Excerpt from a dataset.
— START —
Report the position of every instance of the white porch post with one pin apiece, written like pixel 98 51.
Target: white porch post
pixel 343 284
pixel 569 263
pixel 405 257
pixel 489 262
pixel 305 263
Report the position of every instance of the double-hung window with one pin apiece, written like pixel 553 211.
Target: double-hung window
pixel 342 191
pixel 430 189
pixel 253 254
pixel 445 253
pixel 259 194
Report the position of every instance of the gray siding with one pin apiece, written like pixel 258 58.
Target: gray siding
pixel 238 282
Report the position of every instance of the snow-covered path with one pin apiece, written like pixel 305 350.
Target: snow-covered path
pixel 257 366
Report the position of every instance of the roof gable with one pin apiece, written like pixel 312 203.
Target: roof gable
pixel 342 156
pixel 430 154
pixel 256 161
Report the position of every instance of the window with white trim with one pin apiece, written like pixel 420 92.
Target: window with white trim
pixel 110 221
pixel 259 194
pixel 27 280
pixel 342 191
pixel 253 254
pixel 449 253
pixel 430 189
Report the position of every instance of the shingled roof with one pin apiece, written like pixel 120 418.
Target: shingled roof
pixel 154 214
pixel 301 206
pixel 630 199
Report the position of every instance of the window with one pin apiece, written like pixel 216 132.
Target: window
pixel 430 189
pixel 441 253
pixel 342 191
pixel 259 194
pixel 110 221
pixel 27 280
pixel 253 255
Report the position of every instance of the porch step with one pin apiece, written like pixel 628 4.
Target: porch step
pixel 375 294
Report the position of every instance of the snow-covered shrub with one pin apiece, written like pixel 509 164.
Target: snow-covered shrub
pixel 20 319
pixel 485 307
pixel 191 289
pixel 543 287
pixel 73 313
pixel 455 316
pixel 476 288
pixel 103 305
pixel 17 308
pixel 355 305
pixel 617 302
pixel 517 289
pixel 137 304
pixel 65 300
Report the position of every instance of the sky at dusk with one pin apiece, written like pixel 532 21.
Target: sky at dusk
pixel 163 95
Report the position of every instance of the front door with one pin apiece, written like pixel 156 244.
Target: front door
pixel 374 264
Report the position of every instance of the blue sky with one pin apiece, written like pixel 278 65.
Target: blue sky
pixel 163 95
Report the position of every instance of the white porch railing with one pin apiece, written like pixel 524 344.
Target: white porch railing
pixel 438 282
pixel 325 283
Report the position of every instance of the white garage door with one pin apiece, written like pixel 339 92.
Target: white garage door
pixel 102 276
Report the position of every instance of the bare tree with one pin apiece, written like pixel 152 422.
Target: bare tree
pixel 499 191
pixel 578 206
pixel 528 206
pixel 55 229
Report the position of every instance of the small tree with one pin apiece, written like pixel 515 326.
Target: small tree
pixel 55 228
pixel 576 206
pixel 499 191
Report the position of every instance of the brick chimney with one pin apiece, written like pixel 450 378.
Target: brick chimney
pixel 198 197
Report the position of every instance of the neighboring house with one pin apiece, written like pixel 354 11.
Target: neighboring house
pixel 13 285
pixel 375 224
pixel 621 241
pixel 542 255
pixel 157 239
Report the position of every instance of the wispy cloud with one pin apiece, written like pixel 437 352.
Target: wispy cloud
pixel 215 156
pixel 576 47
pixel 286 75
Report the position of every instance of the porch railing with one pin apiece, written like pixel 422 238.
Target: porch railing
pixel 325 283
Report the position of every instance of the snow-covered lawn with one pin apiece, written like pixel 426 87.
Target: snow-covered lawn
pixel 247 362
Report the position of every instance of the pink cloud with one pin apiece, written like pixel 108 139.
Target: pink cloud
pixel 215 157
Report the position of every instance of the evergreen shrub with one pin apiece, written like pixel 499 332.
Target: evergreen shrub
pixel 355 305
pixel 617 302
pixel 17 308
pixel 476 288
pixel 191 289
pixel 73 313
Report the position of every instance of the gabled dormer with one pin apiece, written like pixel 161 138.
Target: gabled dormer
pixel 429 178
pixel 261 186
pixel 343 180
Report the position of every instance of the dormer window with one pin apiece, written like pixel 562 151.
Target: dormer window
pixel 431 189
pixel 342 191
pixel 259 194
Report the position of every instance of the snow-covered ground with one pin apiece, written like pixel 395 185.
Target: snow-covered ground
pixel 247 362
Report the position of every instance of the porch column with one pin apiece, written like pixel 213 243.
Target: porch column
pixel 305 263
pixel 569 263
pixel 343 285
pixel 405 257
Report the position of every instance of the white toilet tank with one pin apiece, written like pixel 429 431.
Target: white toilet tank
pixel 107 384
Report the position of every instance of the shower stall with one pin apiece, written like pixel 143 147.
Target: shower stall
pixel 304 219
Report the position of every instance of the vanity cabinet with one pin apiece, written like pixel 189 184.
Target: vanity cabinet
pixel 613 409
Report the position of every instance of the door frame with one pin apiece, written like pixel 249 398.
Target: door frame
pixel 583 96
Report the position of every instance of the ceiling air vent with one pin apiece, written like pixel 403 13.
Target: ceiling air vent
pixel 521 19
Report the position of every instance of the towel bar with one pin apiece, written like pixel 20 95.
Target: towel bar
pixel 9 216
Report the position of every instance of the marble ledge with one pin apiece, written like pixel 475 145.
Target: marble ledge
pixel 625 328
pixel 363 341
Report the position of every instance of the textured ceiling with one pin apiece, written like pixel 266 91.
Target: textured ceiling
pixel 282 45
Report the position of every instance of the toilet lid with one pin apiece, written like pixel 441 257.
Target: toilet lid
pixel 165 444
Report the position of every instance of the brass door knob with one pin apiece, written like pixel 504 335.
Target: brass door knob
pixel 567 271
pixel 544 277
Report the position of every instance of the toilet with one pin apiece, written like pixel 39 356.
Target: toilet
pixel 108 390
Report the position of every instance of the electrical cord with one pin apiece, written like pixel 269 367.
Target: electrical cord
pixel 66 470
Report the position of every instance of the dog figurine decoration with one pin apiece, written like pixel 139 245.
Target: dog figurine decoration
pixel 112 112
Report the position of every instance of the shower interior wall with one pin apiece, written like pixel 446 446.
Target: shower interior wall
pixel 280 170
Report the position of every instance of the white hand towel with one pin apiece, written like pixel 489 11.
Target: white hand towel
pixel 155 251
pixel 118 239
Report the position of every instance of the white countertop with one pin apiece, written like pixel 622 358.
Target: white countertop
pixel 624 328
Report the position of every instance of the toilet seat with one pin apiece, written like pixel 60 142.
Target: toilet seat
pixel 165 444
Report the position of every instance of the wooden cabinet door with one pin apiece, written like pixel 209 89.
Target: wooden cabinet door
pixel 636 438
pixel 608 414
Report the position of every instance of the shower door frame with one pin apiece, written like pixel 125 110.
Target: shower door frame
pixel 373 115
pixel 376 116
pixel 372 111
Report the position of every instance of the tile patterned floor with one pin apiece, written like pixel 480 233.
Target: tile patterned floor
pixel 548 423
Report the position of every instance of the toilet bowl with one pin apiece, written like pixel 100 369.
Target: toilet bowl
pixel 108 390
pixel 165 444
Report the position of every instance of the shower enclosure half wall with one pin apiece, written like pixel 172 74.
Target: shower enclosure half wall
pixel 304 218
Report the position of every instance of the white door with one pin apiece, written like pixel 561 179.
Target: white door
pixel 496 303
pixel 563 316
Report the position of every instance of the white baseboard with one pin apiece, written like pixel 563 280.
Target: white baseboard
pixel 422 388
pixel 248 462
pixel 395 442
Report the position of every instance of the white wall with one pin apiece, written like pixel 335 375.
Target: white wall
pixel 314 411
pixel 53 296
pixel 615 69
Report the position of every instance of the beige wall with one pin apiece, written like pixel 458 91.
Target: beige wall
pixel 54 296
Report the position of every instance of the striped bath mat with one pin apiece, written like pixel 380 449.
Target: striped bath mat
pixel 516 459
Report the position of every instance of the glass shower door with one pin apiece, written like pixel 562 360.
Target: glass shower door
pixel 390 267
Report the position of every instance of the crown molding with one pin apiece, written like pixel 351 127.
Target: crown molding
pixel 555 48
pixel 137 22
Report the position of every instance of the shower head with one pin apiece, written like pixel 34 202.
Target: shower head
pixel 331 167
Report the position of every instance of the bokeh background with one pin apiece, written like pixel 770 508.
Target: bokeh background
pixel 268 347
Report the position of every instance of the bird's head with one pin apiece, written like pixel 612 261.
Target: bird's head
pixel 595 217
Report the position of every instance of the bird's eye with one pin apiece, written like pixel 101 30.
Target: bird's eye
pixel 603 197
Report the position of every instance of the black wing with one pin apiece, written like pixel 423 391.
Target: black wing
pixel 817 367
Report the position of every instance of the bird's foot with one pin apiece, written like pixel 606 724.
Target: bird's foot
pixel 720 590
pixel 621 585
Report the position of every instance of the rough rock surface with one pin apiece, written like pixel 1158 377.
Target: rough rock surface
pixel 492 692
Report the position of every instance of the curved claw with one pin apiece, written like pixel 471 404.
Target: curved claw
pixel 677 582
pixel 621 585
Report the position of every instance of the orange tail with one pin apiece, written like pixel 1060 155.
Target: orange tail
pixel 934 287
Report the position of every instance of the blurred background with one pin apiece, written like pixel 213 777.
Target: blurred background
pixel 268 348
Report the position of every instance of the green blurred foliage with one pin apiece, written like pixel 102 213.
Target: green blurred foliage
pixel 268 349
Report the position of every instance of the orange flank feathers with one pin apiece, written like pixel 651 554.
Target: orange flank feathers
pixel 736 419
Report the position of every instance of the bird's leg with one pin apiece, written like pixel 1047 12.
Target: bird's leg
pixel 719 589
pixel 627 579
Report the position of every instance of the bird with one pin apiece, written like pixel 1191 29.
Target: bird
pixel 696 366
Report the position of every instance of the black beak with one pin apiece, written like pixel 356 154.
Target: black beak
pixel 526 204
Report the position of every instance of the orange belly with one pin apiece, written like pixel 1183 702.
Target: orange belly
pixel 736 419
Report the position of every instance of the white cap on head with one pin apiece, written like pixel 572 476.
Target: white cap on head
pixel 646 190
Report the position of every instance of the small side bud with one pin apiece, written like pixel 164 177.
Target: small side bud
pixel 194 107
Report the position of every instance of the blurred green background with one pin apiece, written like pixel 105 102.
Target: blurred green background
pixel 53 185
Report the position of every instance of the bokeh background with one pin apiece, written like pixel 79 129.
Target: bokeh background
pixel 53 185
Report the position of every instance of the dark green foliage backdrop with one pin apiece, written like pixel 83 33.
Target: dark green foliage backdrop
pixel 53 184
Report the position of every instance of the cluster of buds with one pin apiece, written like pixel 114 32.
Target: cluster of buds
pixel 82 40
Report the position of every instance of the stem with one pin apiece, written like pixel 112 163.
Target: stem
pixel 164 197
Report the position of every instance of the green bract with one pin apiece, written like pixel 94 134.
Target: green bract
— END —
Work to be completed. Express the material from the line with "Report the position of every instance of the snow-covered ground" to the line with "pixel 613 409" as a two-column CSV headed instruction and points, with one row for each instruction and its answer. Put each field in quotation marks and turn line breaks into spaces.

The completed task.
instruction,points
"Report the position of every instance of the snow-covered ground with one pin apiece, written like pixel 395 185. Target: snow-covered ground","pixel 247 362"
"Report the position of every instance of the porch column with one pin apiece, written like pixel 213 243. Target: porch column","pixel 305 263 pixel 569 263 pixel 343 285 pixel 405 257"
"Report the position of every instance of the white toilet tank with one pin apiece, written like pixel 429 431. Target: white toilet tank","pixel 107 384"
"Report the position of every instance of the shower stall with one pin apiece, written like pixel 143 147. Target: shower stall","pixel 304 219"
"Report the position of every instance of the vanity cabinet with one pin apiece, written like pixel 189 184. Target: vanity cabinet","pixel 613 409"